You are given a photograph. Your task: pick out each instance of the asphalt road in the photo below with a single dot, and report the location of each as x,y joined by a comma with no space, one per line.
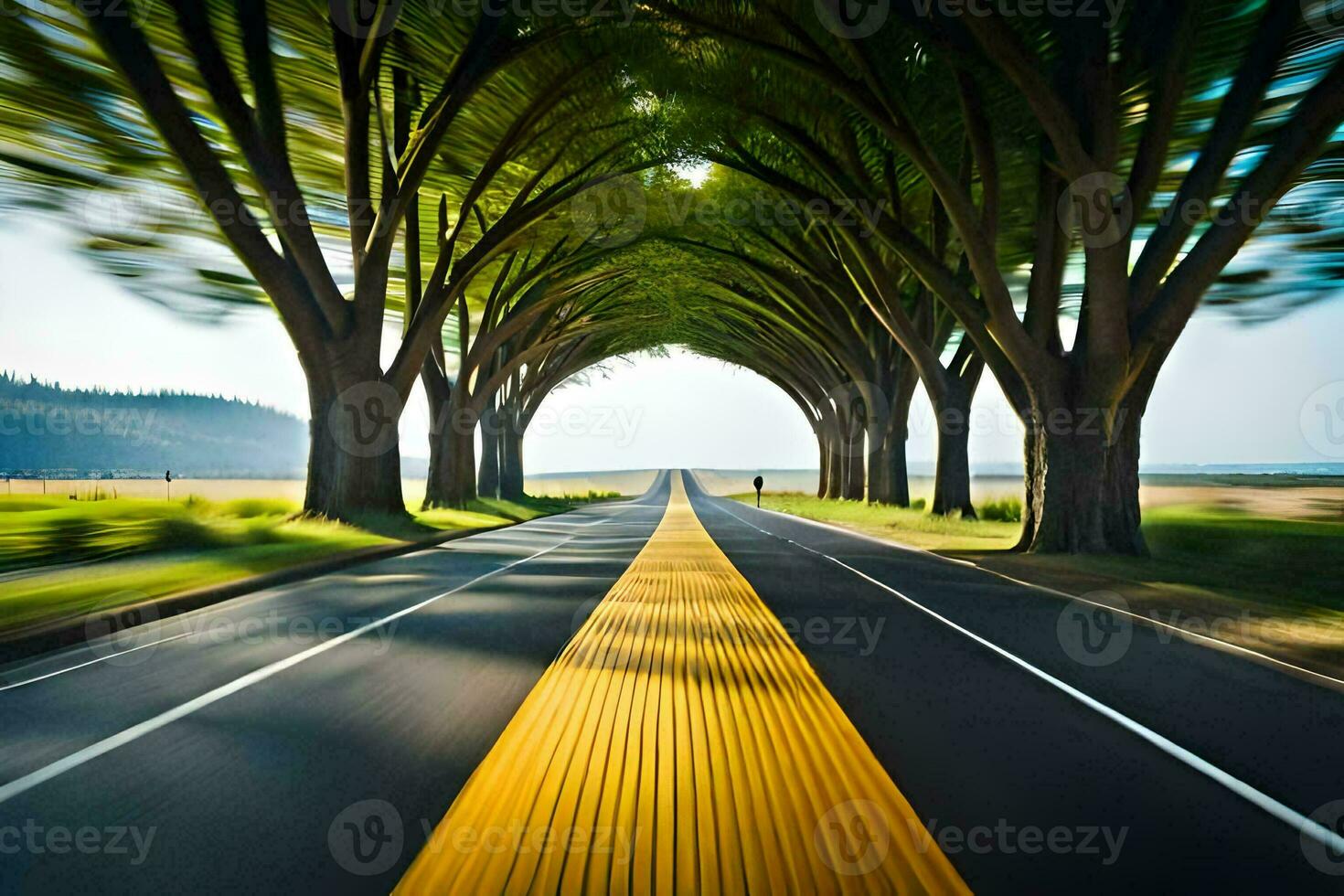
238,747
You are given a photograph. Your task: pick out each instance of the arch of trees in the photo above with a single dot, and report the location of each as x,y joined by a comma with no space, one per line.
479,197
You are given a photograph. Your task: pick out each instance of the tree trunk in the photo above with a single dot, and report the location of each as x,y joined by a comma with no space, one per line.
1087,478
889,472
1034,484
488,477
835,469
511,458
889,469
823,465
452,458
952,475
854,464
354,457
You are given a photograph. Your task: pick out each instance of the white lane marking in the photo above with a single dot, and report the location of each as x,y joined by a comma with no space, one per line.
154,644
111,656
134,732
1218,644
1258,798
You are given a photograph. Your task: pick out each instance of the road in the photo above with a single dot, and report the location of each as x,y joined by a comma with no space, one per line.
847,716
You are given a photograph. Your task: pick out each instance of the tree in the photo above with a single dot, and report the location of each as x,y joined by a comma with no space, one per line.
1113,106
238,100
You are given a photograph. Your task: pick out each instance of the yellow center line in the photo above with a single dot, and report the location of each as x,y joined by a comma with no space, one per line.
680,743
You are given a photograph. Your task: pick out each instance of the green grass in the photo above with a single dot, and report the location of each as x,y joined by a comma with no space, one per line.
1272,584
62,558
907,526
1257,559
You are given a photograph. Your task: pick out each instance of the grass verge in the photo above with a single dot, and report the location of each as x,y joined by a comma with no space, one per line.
906,526
63,559
1270,584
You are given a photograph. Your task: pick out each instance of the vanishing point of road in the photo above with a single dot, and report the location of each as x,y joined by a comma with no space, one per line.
671,695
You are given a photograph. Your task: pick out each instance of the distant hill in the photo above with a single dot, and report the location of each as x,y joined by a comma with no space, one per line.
57,432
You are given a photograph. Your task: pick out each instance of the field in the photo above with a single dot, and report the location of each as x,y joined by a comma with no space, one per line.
1253,560
96,546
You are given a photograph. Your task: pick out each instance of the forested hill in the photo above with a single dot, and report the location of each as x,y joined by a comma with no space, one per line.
56,432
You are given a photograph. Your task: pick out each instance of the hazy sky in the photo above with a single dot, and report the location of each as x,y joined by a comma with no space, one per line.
1230,394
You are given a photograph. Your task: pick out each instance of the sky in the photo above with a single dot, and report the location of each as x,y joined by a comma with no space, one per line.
1230,392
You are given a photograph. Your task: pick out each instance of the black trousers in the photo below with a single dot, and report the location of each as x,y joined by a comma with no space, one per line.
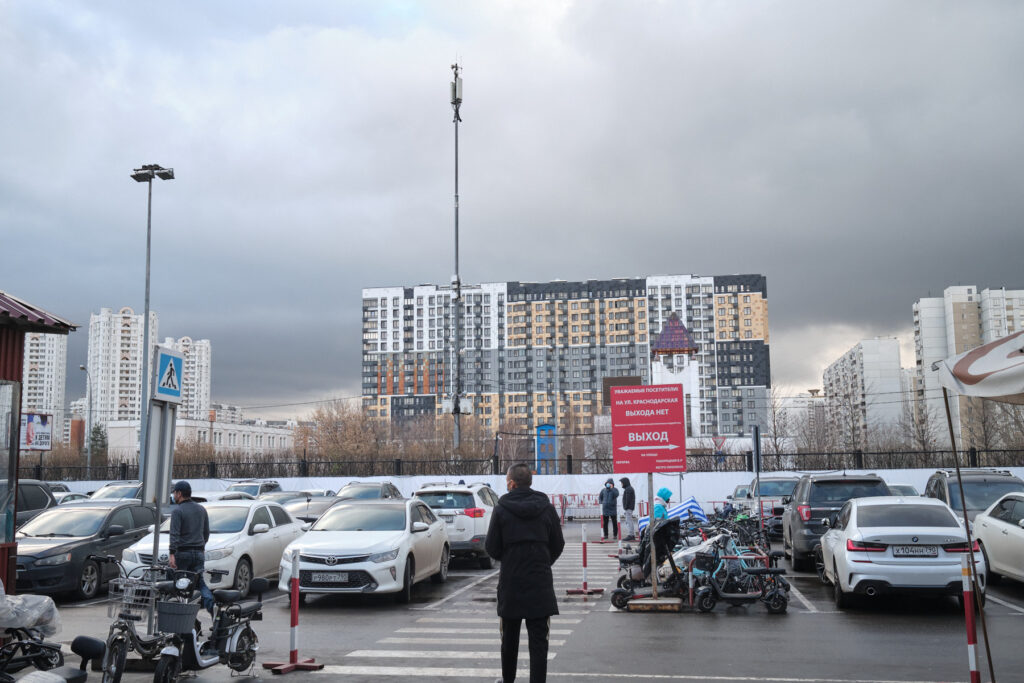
537,631
604,525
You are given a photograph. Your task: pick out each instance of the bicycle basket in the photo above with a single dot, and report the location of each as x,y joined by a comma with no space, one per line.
705,561
176,616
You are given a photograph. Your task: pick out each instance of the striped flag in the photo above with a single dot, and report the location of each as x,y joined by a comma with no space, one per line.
688,508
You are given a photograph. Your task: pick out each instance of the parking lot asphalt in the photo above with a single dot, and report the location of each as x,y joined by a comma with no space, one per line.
450,633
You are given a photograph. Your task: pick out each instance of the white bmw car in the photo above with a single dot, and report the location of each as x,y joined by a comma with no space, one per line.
246,540
373,546
893,544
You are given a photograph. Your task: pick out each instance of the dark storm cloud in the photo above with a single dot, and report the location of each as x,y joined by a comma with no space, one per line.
859,155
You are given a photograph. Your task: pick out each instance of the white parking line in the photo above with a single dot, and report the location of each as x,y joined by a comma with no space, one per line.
800,596
434,605
999,601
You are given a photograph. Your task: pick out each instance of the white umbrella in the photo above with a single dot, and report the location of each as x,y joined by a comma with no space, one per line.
993,371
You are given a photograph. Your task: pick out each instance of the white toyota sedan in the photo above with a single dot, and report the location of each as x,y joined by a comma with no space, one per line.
246,540
373,546
1000,532
893,544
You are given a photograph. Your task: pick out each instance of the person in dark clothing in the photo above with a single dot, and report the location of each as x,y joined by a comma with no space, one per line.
189,531
629,504
526,537
609,509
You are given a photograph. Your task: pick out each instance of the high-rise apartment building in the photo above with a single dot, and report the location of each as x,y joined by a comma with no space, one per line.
44,376
116,364
863,391
538,353
958,321
196,376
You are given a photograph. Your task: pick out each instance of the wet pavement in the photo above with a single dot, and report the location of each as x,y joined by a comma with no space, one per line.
450,633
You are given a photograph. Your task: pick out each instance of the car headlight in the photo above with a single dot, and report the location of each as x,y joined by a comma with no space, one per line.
384,557
53,560
219,554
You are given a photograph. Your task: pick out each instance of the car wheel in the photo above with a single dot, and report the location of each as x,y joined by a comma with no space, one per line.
243,577
114,659
991,577
406,595
441,574
841,597
88,584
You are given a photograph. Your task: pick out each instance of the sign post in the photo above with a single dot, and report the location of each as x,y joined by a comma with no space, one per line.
648,434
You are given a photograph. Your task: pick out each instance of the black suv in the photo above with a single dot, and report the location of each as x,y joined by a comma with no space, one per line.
817,497
982,486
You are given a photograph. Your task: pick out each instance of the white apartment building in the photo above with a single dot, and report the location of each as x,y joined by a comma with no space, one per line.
116,364
44,376
253,438
958,321
196,376
863,392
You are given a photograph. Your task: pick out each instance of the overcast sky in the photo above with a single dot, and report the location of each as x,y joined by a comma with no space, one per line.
860,155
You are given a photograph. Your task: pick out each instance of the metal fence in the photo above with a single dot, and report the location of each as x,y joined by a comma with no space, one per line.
566,465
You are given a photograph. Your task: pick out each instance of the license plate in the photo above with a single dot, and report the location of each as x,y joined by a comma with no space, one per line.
915,551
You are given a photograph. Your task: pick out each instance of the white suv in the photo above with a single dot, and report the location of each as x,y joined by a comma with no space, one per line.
466,510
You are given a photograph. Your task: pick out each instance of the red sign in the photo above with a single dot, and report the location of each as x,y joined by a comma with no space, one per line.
648,429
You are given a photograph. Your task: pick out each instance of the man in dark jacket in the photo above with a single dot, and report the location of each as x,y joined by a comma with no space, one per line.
629,504
526,537
608,498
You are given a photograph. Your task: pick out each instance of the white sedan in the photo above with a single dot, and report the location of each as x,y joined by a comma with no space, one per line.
1000,532
373,546
895,545
246,540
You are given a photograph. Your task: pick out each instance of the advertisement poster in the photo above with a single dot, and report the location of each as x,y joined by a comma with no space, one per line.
36,431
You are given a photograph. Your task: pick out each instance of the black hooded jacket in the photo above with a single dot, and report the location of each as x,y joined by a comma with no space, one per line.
526,537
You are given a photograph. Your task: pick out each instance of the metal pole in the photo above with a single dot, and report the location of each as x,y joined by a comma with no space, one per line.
456,283
142,414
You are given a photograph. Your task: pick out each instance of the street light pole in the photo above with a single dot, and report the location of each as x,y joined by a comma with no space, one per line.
88,432
456,283
145,174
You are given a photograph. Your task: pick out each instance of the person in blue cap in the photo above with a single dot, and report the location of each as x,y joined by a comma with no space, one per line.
662,503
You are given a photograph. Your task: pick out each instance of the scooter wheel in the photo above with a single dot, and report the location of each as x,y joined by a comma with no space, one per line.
706,601
168,670
621,598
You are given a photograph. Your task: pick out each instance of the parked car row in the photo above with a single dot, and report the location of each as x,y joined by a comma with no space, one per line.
367,539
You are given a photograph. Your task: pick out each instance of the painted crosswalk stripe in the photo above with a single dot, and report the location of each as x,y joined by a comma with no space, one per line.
434,654
462,620
553,632
448,641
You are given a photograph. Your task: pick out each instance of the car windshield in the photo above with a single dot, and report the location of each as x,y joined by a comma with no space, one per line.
981,494
771,488
360,492
904,515
446,500
112,493
903,489
251,488
837,493
75,523
358,518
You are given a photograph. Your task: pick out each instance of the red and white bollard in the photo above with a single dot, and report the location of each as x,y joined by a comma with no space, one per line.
972,636
585,590
293,663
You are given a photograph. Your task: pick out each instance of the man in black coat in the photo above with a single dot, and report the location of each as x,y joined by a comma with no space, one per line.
526,537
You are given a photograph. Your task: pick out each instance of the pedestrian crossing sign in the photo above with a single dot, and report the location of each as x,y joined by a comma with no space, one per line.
168,378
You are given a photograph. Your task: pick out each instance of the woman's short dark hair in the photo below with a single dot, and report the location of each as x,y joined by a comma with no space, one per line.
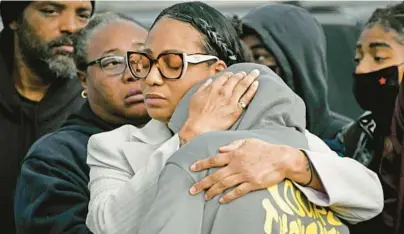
390,17
97,22
220,38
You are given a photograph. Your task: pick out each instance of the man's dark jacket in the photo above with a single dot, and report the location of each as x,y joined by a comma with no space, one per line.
21,125
52,194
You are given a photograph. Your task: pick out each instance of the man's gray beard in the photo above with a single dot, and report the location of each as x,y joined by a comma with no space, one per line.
39,57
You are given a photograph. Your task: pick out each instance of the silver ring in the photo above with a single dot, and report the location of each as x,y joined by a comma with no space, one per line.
242,104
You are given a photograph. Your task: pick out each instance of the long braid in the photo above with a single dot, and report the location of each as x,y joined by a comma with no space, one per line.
218,34
216,39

DIRECTIONS:
Give the lines above, starting at the one containing "man in black" and ending with the last line of the items, as a Markdown table with the columns Row and Line, one numbered row per line. Skip any blank lines and leave the pictures out.

ANSWER:
| Row | Line |
|---|---|
| 1 | You are given a photograph. Your task: pick out each instance of the man in black coat in the photo above with a single dot, and report the location of each as x,y joined by a comma with no space, one per line. |
| 2 | 526,537 |
| 3 | You are given a photograph. Your task: pick out each instance of the pedestrian crossing sign in the photo above with a single dot, and report the location of each as x,y joined by a comma with no space, one per line. |
| 4 | 168,378 |
| 5 | You are given a photograph. Your task: pick out each instance of the woman's short dark hair in the photo below with a single dot, and report the location of each as x,y joined by a comma with no space, one per line. |
| 6 | 390,17 |
| 7 | 97,22 |
| 8 | 220,38 |
| 9 | You are given a photograph. Your task: pick out each instance of the man's dark jacket in the photo above with a single dot, and report the location of each as x,y joined by a comma with no space, one per line. |
| 10 | 21,125 |
| 11 | 52,194 |
| 12 | You are given a photograph. Your task: pick out each instance of the man's gray beard in the photo above with a single dot, and report the location of each as x,y joined by a comma with no space, one per line. |
| 13 | 39,57 |
| 14 | You are given a photograph. Your task: pick out each instance of the silver ring in the photo above with a single dot, and report the location of each as x,y joined by a comma with no space, one per line. |
| 15 | 242,104 |
| 16 | You are given a photograph. Your task: pick out each instance of the long braid in the photo above with a single dot, and report the location of each as x,y joined by a comma with no space, one per line. |
| 17 | 218,34 |
| 18 | 216,39 |